## Given information

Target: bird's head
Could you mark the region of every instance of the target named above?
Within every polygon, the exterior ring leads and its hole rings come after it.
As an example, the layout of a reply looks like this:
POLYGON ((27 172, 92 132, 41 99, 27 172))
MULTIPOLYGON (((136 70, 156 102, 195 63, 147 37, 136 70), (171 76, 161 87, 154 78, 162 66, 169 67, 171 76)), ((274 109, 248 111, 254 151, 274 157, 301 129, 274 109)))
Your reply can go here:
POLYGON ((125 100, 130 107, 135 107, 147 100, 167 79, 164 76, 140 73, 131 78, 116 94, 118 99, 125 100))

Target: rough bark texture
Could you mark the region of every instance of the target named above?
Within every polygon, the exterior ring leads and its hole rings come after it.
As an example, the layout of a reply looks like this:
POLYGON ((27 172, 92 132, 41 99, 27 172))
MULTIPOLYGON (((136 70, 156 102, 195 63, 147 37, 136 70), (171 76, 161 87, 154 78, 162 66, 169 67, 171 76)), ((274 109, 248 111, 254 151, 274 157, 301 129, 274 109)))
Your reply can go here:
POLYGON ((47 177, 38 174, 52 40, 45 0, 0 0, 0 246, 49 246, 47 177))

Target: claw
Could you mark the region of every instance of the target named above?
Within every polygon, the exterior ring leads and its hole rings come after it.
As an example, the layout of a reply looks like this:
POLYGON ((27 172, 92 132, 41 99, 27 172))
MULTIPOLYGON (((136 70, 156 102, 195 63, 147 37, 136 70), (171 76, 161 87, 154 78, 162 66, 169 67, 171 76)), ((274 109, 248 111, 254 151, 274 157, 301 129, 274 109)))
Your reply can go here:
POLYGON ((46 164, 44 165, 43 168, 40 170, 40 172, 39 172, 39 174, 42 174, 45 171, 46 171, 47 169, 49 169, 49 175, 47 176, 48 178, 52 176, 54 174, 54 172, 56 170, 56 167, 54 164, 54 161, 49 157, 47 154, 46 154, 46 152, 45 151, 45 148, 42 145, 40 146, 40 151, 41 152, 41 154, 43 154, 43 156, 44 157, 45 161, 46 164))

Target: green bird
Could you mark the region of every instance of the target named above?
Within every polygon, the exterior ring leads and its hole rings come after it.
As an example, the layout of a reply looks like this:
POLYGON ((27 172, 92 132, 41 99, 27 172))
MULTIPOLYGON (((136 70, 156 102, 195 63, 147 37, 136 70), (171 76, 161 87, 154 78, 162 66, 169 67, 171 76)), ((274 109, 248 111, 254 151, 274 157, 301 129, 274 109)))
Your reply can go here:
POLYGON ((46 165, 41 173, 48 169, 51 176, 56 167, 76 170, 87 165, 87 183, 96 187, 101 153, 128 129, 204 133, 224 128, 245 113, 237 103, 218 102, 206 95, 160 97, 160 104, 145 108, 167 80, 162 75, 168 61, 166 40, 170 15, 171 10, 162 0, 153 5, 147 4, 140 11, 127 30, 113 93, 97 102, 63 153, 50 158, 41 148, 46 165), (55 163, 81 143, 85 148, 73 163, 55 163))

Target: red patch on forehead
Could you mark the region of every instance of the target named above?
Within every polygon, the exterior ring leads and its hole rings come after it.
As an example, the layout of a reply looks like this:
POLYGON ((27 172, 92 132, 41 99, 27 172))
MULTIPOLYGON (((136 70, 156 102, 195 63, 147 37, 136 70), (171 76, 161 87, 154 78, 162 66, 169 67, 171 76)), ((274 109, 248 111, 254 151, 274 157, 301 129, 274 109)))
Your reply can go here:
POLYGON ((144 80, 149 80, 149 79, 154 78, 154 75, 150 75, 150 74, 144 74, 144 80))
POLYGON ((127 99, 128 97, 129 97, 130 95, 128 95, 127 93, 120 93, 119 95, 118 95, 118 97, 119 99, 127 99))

## Job
Rewrite every line, requests included, starting with the line that contains "Target: rough bark texture" and going on through the line that contains "POLYGON ((47 177, 38". Multiply each polygon coordinate in the answers by 1.75 and round to whole numbers with halves going up, leaving the numbers in the requests and their format samples unchanged.

## Full answer
Target: rough bark texture
Could you mark the region of every instance of the target named above?
Within every polygon, the exterior ring leads and its hole rings come after it.
As an example, the layout of a reply looks like this:
POLYGON ((27 172, 92 132, 41 99, 27 172))
MULTIPOLYGON (((136 70, 156 102, 195 63, 147 37, 136 70), (171 76, 161 87, 154 78, 162 66, 169 67, 171 76)), ((274 109, 248 111, 254 151, 274 157, 301 129, 274 109)))
Your reply can go here:
POLYGON ((82 310, 67 305, 91 70, 79 0, 0 0, 0 431, 86 431, 82 310))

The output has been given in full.